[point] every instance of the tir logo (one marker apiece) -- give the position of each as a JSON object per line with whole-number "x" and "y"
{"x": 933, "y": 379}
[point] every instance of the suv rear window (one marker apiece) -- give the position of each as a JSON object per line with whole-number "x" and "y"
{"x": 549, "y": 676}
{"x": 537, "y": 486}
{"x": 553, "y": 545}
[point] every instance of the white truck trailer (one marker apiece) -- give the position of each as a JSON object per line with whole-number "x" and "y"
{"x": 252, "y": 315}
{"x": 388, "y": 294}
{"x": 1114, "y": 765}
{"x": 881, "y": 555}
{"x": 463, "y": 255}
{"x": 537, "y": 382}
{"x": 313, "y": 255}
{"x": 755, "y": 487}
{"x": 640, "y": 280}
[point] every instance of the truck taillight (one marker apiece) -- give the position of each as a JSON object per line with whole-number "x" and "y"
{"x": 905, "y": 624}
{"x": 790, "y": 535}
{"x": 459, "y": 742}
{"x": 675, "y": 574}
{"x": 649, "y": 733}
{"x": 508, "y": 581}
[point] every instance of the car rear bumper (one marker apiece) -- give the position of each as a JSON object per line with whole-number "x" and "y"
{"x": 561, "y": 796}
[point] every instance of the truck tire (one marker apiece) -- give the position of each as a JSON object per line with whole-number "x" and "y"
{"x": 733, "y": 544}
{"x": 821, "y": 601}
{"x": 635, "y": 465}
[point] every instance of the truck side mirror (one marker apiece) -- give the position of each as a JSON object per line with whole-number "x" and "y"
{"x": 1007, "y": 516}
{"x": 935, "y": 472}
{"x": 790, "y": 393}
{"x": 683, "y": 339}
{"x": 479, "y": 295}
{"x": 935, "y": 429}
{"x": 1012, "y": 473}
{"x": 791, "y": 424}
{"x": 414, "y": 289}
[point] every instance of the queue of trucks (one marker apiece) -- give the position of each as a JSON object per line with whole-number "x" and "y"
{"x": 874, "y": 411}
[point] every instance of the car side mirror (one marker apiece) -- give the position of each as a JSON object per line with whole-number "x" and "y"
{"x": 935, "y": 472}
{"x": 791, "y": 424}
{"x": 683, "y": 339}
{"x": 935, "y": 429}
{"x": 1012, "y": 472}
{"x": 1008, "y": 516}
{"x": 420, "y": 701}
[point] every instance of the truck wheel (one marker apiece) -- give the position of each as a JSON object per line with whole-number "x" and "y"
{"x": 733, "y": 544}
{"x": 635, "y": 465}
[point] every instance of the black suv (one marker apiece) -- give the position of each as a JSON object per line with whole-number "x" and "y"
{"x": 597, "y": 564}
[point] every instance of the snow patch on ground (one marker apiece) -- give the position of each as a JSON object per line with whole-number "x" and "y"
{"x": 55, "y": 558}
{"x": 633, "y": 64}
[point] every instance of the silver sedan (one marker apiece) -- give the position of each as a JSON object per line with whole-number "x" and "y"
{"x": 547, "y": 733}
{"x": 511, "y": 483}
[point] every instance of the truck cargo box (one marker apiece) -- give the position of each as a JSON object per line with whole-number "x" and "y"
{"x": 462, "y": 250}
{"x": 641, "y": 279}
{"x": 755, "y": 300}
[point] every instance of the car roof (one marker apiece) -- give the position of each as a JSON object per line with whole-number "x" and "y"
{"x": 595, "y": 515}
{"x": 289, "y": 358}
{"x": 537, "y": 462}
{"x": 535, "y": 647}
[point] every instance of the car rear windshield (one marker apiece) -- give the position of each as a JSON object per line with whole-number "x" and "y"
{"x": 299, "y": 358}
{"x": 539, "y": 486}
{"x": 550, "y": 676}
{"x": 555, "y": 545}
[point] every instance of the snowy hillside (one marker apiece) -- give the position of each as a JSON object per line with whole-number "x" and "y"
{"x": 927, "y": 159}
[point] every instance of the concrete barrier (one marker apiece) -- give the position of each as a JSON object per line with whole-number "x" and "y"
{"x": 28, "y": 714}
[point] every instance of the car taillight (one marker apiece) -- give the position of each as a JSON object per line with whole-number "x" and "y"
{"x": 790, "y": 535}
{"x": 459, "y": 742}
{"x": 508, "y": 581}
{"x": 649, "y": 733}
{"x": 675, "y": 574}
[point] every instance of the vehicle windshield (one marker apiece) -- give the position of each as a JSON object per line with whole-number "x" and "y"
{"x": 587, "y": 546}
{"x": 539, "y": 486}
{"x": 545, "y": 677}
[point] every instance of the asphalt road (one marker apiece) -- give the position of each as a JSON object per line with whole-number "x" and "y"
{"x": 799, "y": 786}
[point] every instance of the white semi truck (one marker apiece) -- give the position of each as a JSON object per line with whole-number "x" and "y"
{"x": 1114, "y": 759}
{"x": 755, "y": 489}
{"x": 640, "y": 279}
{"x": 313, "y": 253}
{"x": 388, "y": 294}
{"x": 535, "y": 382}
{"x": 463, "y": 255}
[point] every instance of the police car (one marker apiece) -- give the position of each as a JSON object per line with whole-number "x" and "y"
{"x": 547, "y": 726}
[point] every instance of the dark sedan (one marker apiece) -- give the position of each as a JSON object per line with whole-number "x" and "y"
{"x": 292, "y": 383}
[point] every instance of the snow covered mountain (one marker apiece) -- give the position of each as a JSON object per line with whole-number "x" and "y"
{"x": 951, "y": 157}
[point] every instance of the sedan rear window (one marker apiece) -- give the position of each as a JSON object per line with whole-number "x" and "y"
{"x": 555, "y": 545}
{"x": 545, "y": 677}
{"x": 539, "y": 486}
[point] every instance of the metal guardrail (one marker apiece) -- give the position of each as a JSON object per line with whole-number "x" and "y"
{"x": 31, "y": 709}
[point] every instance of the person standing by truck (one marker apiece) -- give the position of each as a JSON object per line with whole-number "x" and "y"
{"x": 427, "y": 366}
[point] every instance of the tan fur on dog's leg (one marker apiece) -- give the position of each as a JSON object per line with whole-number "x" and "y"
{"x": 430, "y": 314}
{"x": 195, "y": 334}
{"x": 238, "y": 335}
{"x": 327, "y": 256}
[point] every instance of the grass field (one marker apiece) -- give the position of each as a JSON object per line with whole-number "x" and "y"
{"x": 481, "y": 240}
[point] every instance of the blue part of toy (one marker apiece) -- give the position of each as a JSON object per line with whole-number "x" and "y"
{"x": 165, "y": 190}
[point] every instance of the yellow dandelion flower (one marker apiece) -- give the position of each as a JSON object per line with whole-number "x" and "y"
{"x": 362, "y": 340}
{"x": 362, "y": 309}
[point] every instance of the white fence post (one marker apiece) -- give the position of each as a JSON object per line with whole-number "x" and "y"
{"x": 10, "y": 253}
----
> _ACTIVITY_: The full set of lines above should be retyped without a single change.

> _RESPONSE_:
[point] every instance of the tir logo (one marker apiece) -- give the position of each as a JSON object per line with whole-number "x" and "y"
{"x": 933, "y": 379}
[point] every instance of the suv rear window (one marker apiece) -- give the position of each as a JSON object per line with whole-number "x" and "y"
{"x": 549, "y": 676}
{"x": 537, "y": 486}
{"x": 553, "y": 545}
[point] every instance of the white truck trailer (one marker apiece) -- give the position of each as a JSON object per line with whole-number "x" and "y"
{"x": 252, "y": 315}
{"x": 388, "y": 294}
{"x": 1114, "y": 765}
{"x": 881, "y": 555}
{"x": 463, "y": 255}
{"x": 537, "y": 382}
{"x": 313, "y": 255}
{"x": 755, "y": 487}
{"x": 640, "y": 280}
[point] every instance of the truck taillight (one marker apiece) -- give the position of each as a JSON object per line with whole-number "x" and "y"
{"x": 905, "y": 624}
{"x": 790, "y": 535}
{"x": 459, "y": 742}
{"x": 675, "y": 574}
{"x": 649, "y": 733}
{"x": 508, "y": 581}
[point] every instance of the car rear bumper (one marker apiece) -- give the position of each as a JSON object per line with whole-number "x" and "y"
{"x": 561, "y": 796}
[point] every instance of the truck tire (one marker apiece) -- give the position of each as a JSON object per line with whole-number "x" and "y"
{"x": 733, "y": 544}
{"x": 821, "y": 601}
{"x": 635, "y": 465}
[point] every instance of the truck side mirror (one marker apiece) -- give the position of each as a JSON object per line with whole-number "x" and "y"
{"x": 1007, "y": 516}
{"x": 935, "y": 472}
{"x": 790, "y": 393}
{"x": 683, "y": 339}
{"x": 479, "y": 295}
{"x": 935, "y": 429}
{"x": 1012, "y": 473}
{"x": 791, "y": 424}
{"x": 414, "y": 289}
[point] every instance of the queue of trucks (one marker apiece) -- give the position of each as a JSON object per line with whole-number "x" and "y"
{"x": 874, "y": 411}
[point] every instance of the car side mirror (one marker apiece) -- give the position of each as a JSON object per line with whole-number "x" and "y"
{"x": 935, "y": 472}
{"x": 791, "y": 424}
{"x": 683, "y": 339}
{"x": 935, "y": 429}
{"x": 1012, "y": 472}
{"x": 1008, "y": 516}
{"x": 420, "y": 701}
[point] every instance of the truck wheel (one marker apiece) -- give the position of each as a JSON object per line with whole-number "x" and "y"
{"x": 733, "y": 544}
{"x": 635, "y": 465}
[point] every instance of the black suv (one marker apiece) -- give the position of each as a JSON object per line with whole-number "x" and "y"
{"x": 597, "y": 564}
[point] every instance of the snow patch on ground (one marker apiece) -- give the position of each as a JSON object per line with whole-number "x" and "y"
{"x": 55, "y": 558}
{"x": 633, "y": 64}
[point] every instance of the silver sedan (one marker apiece) -- give the position of each as a JSON object per line with whole-number "x" and "y"
{"x": 547, "y": 733}
{"x": 511, "y": 483}
[point] every instance of the truck cargo box (one marker apiece) -- give the position of each as a JSON object per line with whole-number "x" and "y"
{"x": 462, "y": 250}
{"x": 641, "y": 279}
{"x": 755, "y": 300}
[point] every instance of the car roof (one marker apiece) -- give the position of each as a JSON object per line with whole-number "x" and "y"
{"x": 595, "y": 515}
{"x": 289, "y": 358}
{"x": 537, "y": 462}
{"x": 535, "y": 647}
[point] every instance of the car rear windshield (one marker apiece) -- give the position of each as a JSON object per line with whole-number "x" and "y"
{"x": 299, "y": 358}
{"x": 539, "y": 486}
{"x": 550, "y": 676}
{"x": 555, "y": 545}
[point] every instance of the snowy hillside (one marker apiece) -- give the position of each as a JSON object per line with whole-number "x" and "y"
{"x": 927, "y": 159}
[point] every instance of the concrete barrier (one marker apiece) -- give the position of each as a JSON object per line with whole-number "x" and "y"
{"x": 28, "y": 714}
[point] every instance of the car taillight (one marker apiece) -- give the position of each as a JSON object per line with whole-number "x" and "y"
{"x": 790, "y": 535}
{"x": 459, "y": 742}
{"x": 508, "y": 581}
{"x": 649, "y": 733}
{"x": 675, "y": 574}
[point] every instance of the vehicle windshield (one marker apiece) -- give the position of each as a JSON object per line with whole-number "x" and "y"
{"x": 587, "y": 546}
{"x": 539, "y": 486}
{"x": 545, "y": 677}
[point] every instance of the asphalt road (one marker apiece) -- give the position of each as a JSON object per line with whole-number "x" and "y"
{"x": 799, "y": 786}
[point] every instance of the white semi truck (one marker apiece) -- give the position of each as a JSON object per line with whole-number "x" and "y"
{"x": 1114, "y": 759}
{"x": 755, "y": 489}
{"x": 640, "y": 279}
{"x": 313, "y": 253}
{"x": 388, "y": 294}
{"x": 535, "y": 382}
{"x": 463, "y": 255}
[point] every instance of the police car (one marker apiece) -- give the position of each as a JSON object per line with whole-number "x" and "y"
{"x": 547, "y": 726}
[point] every instance of the dark sedan (one marker apiece) -- give the position of each as a JSON object per line with whole-number "x" and "y"
{"x": 292, "y": 383}
[point] every instance of the snow covered mountain (one marker apiece) -- give the position of each as a JSON object per line with whole-number "x" and "y"
{"x": 951, "y": 157}
[point] every instance of the sedan rear window (one marker apiece) -- give the position of each as a JSON object per line with whole-number "x" and "y"
{"x": 555, "y": 545}
{"x": 545, "y": 677}
{"x": 539, "y": 486}
[point] every instance of the metal guardrail (one marker apiece) -- give the position of each as a JSON object per line with whole-number "x" and "y"
{"x": 31, "y": 709}
[point] every instance of the person standing by truck (one marker apiece) -- give the position of each as a JSON object per line with whole-number "x" and "y"
{"x": 427, "y": 366}
[point] every instance of the tan fur on dog's leg (one marker apiece) -- give the position of each as a JSON object per line with whole-number "x" and "y"
{"x": 430, "y": 314}
{"x": 195, "y": 334}
{"x": 238, "y": 335}
{"x": 327, "y": 256}
[point] every instance of the grass field (one marker apiece) -- give the position of each as a JSON object per line with whole-number "x" and "y"
{"x": 481, "y": 240}
[point] every instance of the blue part of toy (one marker apiece) -- give the position of each as a JSON object per line with whole-number "x" and "y"
{"x": 165, "y": 190}
[point] every instance of the yellow dandelion flower (one marker apiece) -- give the position of each as a JSON object per line with whole-number "x" and "y"
{"x": 362, "y": 340}
{"x": 362, "y": 309}
[point] every instance of the white fence post (one marker apiece) -- give the position of each as a JSON object per line with whole-number "x" and "y"
{"x": 10, "y": 253}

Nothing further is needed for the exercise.